Text shown:

_ _ _

Hugh takes Britishness to the extreme. He embodies the absurdities of making his identity all about the customs. Basically, he tries too hard. We all know the type.

Year in year out she wore that coat; she perspired; she was never in the room five minutes without making you feel her superiority, your inferiority; how poor she was; how rich you were; how she lived in a slum without a cushion or a bed or a rug or whatever it might be, all her soul rusted with that grievance sticking in it, her dismissal from school during the War – poor embittered unfortunate creature! (1.21)

Miss Kilman is defined by feeling rejected by society. She considers herself to always be on the outside – resentful, impoverished, and inferior.

Sally it was who made her feel, for the first time, how sheltered the life at Bourton was. She knew nothing about sex – nothing about social problems. (2.12)

Sally Seton changes Clarissa’s life by making her aware that there’s more going on than tea parties at Bourton. Before Sally, Clarissa was very sheltered. Do you think she's any different after her relationship with Sally?

Then somebody said – Sally Seton it was – did it make any real difference to one's feelings to know that before they'd married she had had a baby? (In those days, in mixed company, it was a bold thing to say.) He could see Clarissa now, turning bright pink; somehow contracting; and saying, "Oh, I shall never be able to speak to her again!" (4.12)

_ _ _

Dataset excerpt

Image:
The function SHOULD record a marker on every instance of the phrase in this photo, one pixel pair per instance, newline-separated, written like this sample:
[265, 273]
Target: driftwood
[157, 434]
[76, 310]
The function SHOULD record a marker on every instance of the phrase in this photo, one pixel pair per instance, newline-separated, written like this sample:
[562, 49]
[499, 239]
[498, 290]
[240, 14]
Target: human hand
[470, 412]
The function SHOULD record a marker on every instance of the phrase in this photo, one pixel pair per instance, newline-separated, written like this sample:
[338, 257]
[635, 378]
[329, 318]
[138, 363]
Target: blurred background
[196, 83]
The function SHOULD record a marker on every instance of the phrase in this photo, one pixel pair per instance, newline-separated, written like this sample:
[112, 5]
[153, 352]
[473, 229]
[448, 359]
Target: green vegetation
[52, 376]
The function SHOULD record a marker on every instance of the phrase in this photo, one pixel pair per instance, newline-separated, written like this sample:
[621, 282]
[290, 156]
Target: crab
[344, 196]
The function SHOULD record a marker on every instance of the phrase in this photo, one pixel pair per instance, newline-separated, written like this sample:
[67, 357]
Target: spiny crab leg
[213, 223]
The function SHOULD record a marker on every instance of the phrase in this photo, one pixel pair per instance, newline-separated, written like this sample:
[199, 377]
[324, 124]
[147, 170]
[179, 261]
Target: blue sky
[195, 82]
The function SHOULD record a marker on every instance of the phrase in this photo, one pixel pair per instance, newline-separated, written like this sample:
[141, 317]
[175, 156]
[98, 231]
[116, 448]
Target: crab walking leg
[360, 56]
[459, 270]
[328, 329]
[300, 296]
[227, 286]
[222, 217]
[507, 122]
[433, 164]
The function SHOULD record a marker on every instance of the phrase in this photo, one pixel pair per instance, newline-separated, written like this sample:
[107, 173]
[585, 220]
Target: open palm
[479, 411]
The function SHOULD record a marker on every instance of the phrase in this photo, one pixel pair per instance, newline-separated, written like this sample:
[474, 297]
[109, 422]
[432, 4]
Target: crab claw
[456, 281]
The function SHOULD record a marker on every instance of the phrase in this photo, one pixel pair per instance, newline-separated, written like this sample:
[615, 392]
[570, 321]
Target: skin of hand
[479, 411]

_ _ _

The request:
Reproduce word for word the stretch from "Sally it was" through "relationship with Sally?" in the text about Clarissa and her circle. The records are material separate from the text.

Worked solution:
Sally it was who made her feel, for the first time, how sheltered the life at Bourton was. She knew nothing about sex – nothing about social problems. (2.12)

Sally Seton changes Clarissa’s life by making her aware that there’s more going on than tea parties at Bourton. Before Sally, Clarissa was very sheltered. Do you think she's any different after her relationship with Sally?